**TEXTO FORNECIDO:**
§ §

Medina com fé no passe único, apesar da descrença dos privados
O presidente da Câmara de Lisboa admite que negociações com o Governo ainda não estão fechadas. Havendo dinheiro, o Porto, que tem uma rede baseada num tarifário único, o Andante, pode avançar mais cedo que Lisboa.
O presidente da Área Metropolitana de Lisboa assumiu esta quinta-feira ao início da noite que as duas áreas metropolitanas ainda não fecharam com o Governo em que moldes se fará o apoio ao passe único, que limitará a cerca de 40 euros o valor mensal a pagar pelo uso do transporte público nestas áreas urbanas. Fernando Medina e o seu homólogo do Porto, Eduardo Vítor Rodrigues, esperam ver a medida inscrita no próximo orçamento, como pretende também o ministro do Ambiente, mas do lado dos operadores privados de transporte, o ambiente é de cautela e até de cepticismo.
Num debate organizado pela Área metropolitana do Porto, o autarca de Lisboa ouviu o empresário José Eduardo Caramalho, que é também vice-presidente da ANTROP, a associação nacional de transportadores rodoviários de passageiros, elogiar a proposta do passe único, ao mesmo tempo que afirmava não acreditar na entrada em vigor da medida. “Desculpem, eu não acredito. Mas espero estar completamente enganado”, afirmou o presidente da Valpi Bus, um importante operador privado do grande Porto.

§ §

**DADOS FORNECIDOS:**
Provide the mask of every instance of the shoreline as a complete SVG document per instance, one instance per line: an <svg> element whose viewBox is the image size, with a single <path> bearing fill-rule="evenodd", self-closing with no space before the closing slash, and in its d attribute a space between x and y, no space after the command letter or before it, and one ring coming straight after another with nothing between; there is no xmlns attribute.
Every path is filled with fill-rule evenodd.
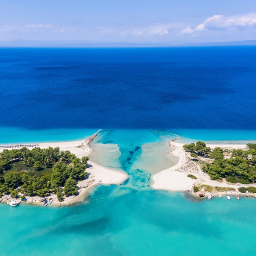
<svg viewBox="0 0 256 256"><path fill-rule="evenodd" d="M41 148L47 148L49 147L52 148L58 147L60 151L69 150L77 157L81 158L83 156L89 156L93 150L91 147L91 142L97 137L97 133L100 131L98 130L94 134L85 140L66 141L63 142L42 142L37 143L37 146ZM169 142L170 151L168 153L171 153L173 156L179 158L178 162L175 165L164 170L154 175L152 178L151 187L155 189L167 190L172 191L189 191L190 193L195 196L198 196L198 193L195 193L193 190L194 186L199 186L201 188L201 193L204 193L206 195L210 194L211 191L207 191L207 188L205 186L210 186L213 190L214 187L231 188L234 191L228 191L229 194L234 194L235 193L241 195L245 196L245 194L239 192L238 188L241 187L245 188L251 186L256 187L255 183L244 185L240 183L230 183L227 182L224 179L222 181L217 181L211 180L210 177L201 169L199 164L196 162L193 161L189 156L189 152L186 152L182 148L184 143L179 143L175 140ZM220 142L220 141L219 142ZM207 144L206 146L212 148L220 147L223 148L230 150L233 149L241 148L244 149L246 145L244 144ZM28 148L30 148L28 147ZM32 148L33 147L31 147ZM17 148L17 147L9 148L12 149ZM0 148L0 152L4 148ZM159 168L159 169L160 169ZM86 197L86 195L89 193L89 190L94 186L102 184L105 185L111 184L120 184L126 180L129 177L128 174L121 171L111 169L104 167L100 164L89 160L88 162L87 168L86 171L88 172L86 178L82 181L79 181L77 187L79 194L76 196L66 197L64 196L64 200L60 202L55 194L51 194L50 196L46 196L47 199L51 198L53 199L52 204L53 205L60 206L69 205L77 202L83 202ZM193 179L188 177L188 174L191 174L197 177L196 179ZM82 185L87 186L86 188L82 188ZM209 190L209 187L208 189ZM225 192L216 192L218 195L225 195ZM248 193L248 196L253 196L252 193ZM20 196L21 194L19 194ZM28 200L26 202L22 201L22 204L28 204L33 201L32 204L37 205L43 205L39 202L42 197L38 196L26 196ZM9 195L4 196L0 198L0 201L7 202L11 198ZM1 200L2 199L2 200ZM17 200L19 200L18 198ZM60 204L60 203L61 203Z"/></svg>
<svg viewBox="0 0 256 256"><path fill-rule="evenodd" d="M256 187L255 183L244 185L240 183L231 183L227 182L223 179L220 181L211 179L210 176L203 172L199 164L192 161L189 157L189 152L186 152L182 148L185 143L179 143L173 141L169 142L169 146L172 153L179 157L179 162L176 165L164 170L154 175L153 177L151 187L155 189L167 190L170 191L185 191L189 190L190 193L198 196L199 192L195 193L193 190L193 187L200 186L202 188L204 193L206 195L210 194L208 191L204 191L205 187L210 186L213 188L215 187L222 188L230 188L234 189L234 191L228 191L228 194L232 195L237 193L240 195L244 195L238 191L239 188L245 188L250 186ZM211 148L217 147L227 149L238 148L244 149L246 145L233 144L206 144L206 146ZM191 174L197 177L193 179L187 176L188 174ZM207 189L207 188L206 188ZM228 192L228 190L227 191ZM225 192L216 192L218 195L225 195ZM248 193L248 195L253 196L253 193Z"/></svg>
<svg viewBox="0 0 256 256"><path fill-rule="evenodd" d="M85 140L39 143L37 143L38 145L37 147L41 148L48 148L49 147L53 148L59 147L60 151L69 150L71 153L74 154L77 157L81 159L83 156L89 156L90 154L93 151L90 143L97 137L97 134L100 131L98 130L96 132ZM8 149L11 150L17 148L12 147L9 148ZM28 147L28 148L31 149L30 147ZM33 148L33 147L32 148ZM4 149L6 149L0 148L0 152L2 152ZM128 175L124 172L119 171L104 167L90 160L87 162L87 167L86 171L88 173L86 177L82 181L79 181L76 185L78 189L78 195L68 197L64 196L63 201L60 202L58 201L56 194L52 194L50 196L45 197L48 200L50 198L52 199L52 202L51 204L60 206L60 205L69 205L77 202L82 202L85 198L85 196L90 189L93 186L100 184L105 185L120 184L126 180L128 177ZM82 185L87 185L87 187L82 188L81 186ZM20 196L21 195L21 194L19 194ZM26 197L28 198L27 201L26 202L21 201L21 203L29 204L33 201L31 204L43 205L43 203L39 202L39 200L42 199L42 197L38 196L27 196ZM11 198L10 196L5 195L0 198L0 200L2 199L3 202L7 202ZM14 199L14 200L20 200L20 198L17 199ZM61 203L60 205L60 203Z"/></svg>

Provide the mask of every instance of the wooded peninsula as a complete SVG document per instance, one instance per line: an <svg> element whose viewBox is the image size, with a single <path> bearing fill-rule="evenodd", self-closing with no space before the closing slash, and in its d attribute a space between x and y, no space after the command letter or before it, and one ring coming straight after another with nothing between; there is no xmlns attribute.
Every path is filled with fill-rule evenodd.
<svg viewBox="0 0 256 256"><path fill-rule="evenodd" d="M256 144L246 145L246 150L234 149L231 152L219 147L212 150L201 141L183 147L191 152L194 161L199 161L202 170L212 180L224 178L228 182L247 184L256 180ZM228 156L225 157L225 155ZM209 161L202 161L207 158Z"/></svg>
<svg viewBox="0 0 256 256"><path fill-rule="evenodd" d="M87 175L88 160L58 147L4 149L0 154L0 197L3 193L16 197L19 192L24 197L54 193L61 201L63 193L76 195L78 181Z"/></svg>

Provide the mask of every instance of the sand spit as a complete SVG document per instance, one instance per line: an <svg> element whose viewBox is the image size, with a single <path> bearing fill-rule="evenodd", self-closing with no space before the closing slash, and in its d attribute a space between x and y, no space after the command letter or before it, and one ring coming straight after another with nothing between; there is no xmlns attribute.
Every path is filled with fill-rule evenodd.
<svg viewBox="0 0 256 256"><path fill-rule="evenodd" d="M202 171L198 164L191 160L190 153L186 152L182 148L184 144L172 141L169 142L169 144L172 154L180 158L179 162L175 165L153 176L154 183L152 187L154 188L176 191L189 190L192 194L196 194L193 190L193 187L204 185L212 187L232 188L234 189L235 191L230 191L229 193L234 194L236 192L240 194L237 190L240 187L247 187L252 186L256 187L255 184L244 185L240 183L230 183L227 182L225 179L221 181L212 180L207 173ZM226 144L207 144L206 146L211 148L220 147L228 150L234 148L244 149L246 147L245 145ZM197 178L194 180L189 178L187 176L188 174L192 174ZM218 194L225 194L225 193L220 192Z"/></svg>
<svg viewBox="0 0 256 256"><path fill-rule="evenodd" d="M59 147L61 151L69 150L78 157L81 158L83 156L89 156L92 152L92 149L90 146L90 143L96 137L99 131L85 140L39 143L37 147L41 148L46 148L49 147L53 148ZM17 148L13 147L8 149L11 150L13 148ZM2 152L3 149L4 149L0 148L0 152ZM86 179L82 181L79 181L77 185L79 195L67 197L64 196L63 196L64 201L60 204L61 205L68 205L76 202L83 201L86 193L88 193L89 189L97 184L119 184L125 180L128 177L128 175L124 172L111 170L90 160L88 161L86 171L88 174ZM82 185L87 187L81 187ZM42 197L38 196L27 196L26 197L28 198L27 202L22 201L22 204L29 204L31 203L31 204L33 204L43 205L43 203L40 202ZM52 194L46 198L48 200L50 198L52 199L51 205L60 206L60 202L58 201L56 195ZM4 196L0 199L3 199L2 202L6 202L11 198L11 196L7 195Z"/></svg>

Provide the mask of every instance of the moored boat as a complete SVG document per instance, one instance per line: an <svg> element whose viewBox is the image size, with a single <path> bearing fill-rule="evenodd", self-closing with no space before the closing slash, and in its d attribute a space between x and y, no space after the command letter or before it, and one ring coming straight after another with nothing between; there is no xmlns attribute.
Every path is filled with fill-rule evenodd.
<svg viewBox="0 0 256 256"><path fill-rule="evenodd" d="M52 199L51 199L51 200L49 200L48 202L48 204L51 204L52 202Z"/></svg>
<svg viewBox="0 0 256 256"><path fill-rule="evenodd" d="M7 203L10 206L17 206L19 204L19 203L15 200L9 200L7 202Z"/></svg>
<svg viewBox="0 0 256 256"><path fill-rule="evenodd" d="M208 200L212 200L212 196L211 196L210 195L209 195L208 196Z"/></svg>

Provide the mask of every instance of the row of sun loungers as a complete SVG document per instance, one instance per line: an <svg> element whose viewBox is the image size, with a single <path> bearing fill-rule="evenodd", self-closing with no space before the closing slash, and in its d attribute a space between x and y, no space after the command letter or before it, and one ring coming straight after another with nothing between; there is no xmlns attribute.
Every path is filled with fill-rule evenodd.
<svg viewBox="0 0 256 256"><path fill-rule="evenodd" d="M20 144L16 145L0 145L0 148L23 148L26 147L26 148L29 147L36 147L39 146L39 144Z"/></svg>

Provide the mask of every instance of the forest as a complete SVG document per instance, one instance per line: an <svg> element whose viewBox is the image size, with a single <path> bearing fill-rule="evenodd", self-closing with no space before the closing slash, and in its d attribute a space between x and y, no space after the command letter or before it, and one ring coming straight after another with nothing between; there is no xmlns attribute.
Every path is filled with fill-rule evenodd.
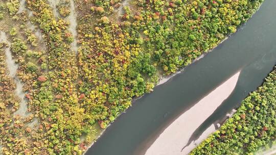
<svg viewBox="0 0 276 155"><path fill-rule="evenodd" d="M26 0L21 8L19 0L0 0L0 31L7 38L0 44L3 154L82 154L133 98L150 93L163 76L216 47L262 2L133 0L124 6L121 0L61 0L53 7L51 1ZM77 36L70 29L73 13ZM18 66L16 76L24 84L24 98L17 97L9 76L9 51ZM272 91L273 82L267 83L263 90ZM22 101L27 114L14 114ZM263 102L251 112L265 109ZM256 131L263 138L248 151L272 139L273 124L265 123ZM237 127L244 130L241 124ZM245 139L246 144L250 138Z"/></svg>
<svg viewBox="0 0 276 155"><path fill-rule="evenodd" d="M254 154L276 135L276 67L232 118L190 154Z"/></svg>

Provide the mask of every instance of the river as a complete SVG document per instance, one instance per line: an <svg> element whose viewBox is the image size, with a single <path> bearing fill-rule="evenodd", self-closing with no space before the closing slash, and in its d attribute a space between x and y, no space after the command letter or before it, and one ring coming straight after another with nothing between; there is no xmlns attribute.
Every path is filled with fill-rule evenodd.
<svg viewBox="0 0 276 155"><path fill-rule="evenodd" d="M240 71L231 95L198 127L180 129L192 133L179 137L183 141L189 140L186 145L195 141L200 142L197 140L200 136L206 135L206 131L212 132L214 126L217 128L217 123L223 122L227 114L262 84L276 64L275 7L276 1L265 1L246 24L212 52L156 86L152 93L134 101L133 106L106 129L86 154L144 154L175 120ZM210 104L211 108L211 103L205 104ZM200 117L204 114L197 114ZM186 123L196 121L191 117Z"/></svg>

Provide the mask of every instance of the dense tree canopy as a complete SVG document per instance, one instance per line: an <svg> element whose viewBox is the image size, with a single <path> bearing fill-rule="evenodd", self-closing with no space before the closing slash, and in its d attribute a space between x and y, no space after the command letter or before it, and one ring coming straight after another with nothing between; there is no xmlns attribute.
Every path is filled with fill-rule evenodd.
<svg viewBox="0 0 276 155"><path fill-rule="evenodd" d="M190 154L253 154L276 135L276 68L233 116Z"/></svg>
<svg viewBox="0 0 276 155"><path fill-rule="evenodd" d="M4 154L82 154L133 97L235 32L262 2L125 1L26 0L22 9L18 0L0 0L0 31L10 43L0 45ZM5 49L19 67L26 116L13 115L20 99Z"/></svg>

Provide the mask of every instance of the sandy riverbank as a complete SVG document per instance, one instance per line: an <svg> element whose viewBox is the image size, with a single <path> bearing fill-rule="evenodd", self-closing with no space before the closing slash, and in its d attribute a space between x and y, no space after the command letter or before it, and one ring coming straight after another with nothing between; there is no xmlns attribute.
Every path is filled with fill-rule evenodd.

§ §

**TAREFAS DO EXERCÍCIO:**
A: Transcreva, sem alterações, as linhas dos registos que vão da que contém "Provide the mask of every instance of the forest" até à que contém "154L276 135L276 67L232", incluindo ambas. Deixe as imagens de fora da resposta.
B: Escreva a continuação do texto sobre o passe único, a partir da última frase apresentada.

**RESPOSTAS AO EXERCÍCIO:**
A:
Provide the mask of every instance of the forest as a complete SVG document per instance, one instance per line: an <svg> element whose viewBox is the image size, with a single <path> bearing fill-rule="evenodd", self-closing with no space before the closing slash, and in its d attribute a space between x and y, no space after the command letter or before it, and one ring coming straight after another with nothing between; there is no xmlns attribute.
Every path is filled with fill-rule evenodd.
<svg viewBox="0 0 276 155"><path fill-rule="evenodd" d="M26 0L21 8L19 0L0 0L0 31L7 38L0 44L3 154L82 154L133 98L150 93L163 76L216 47L262 2L133 0L124 6L121 0L61 0L53 7L51 1ZM77 36L70 29L73 13ZM18 66L16 76L24 84L24 98L17 97L9 76L9 51ZM272 91L273 82L267 83L263 90ZM22 101L27 114L14 114ZM263 102L251 112L265 109ZM256 131L263 138L248 151L272 139L273 124L265 123ZM237 127L244 130L241 124ZM245 139L246 144L250 138Z"/></svg>
<svg viewBox="0 0 276 155"><path fill-rule="evenodd" d="M254 154L276 135L276 67L232 118L190 154Z"/></svg>

B:
Minutos antes, Luís Espírito Santo, outro empresário do sector, lembrou que as empresas que estão a oferecer aos seus clientes os descontos sociais nos passes promovidos pelo Governo ainda não receberam as consequentes indemnizações referentes a 2017 e 2018, o que lhes cria grandes problemas de tesouraria. E não se vê metido noutra, a suportar o corte de preços pretendidos pelos autarcas das duas maiores áreas urbanas do país. Estes, recorde-se, precisam de 65 milhões de euros/ano, para a AML, e 20 a 25 milhões, no caso da AMP, para compensar perdas de receita das empresas.
Em declarações ao jornalistas após o debate, Fernando Medina disse compreender totalmente estes receios, que são, notou, “o espelho do sistema actual”, que os autarcas pretendem mudar. O presidente da Câmara de Lisboa lembrou que as medidas em cima da mesa estão suportadas num novo quadro institucional, em que serão as áreas metropolitanas as responsáveis pelos concursos para as novas concessões e, também, pelo pagamento dos custos com medidas como a do passe único. Que, notou, não implicará uma grande perda de receita por serem muito poucos os detentores de assinaturas mensais de valores mais elevados.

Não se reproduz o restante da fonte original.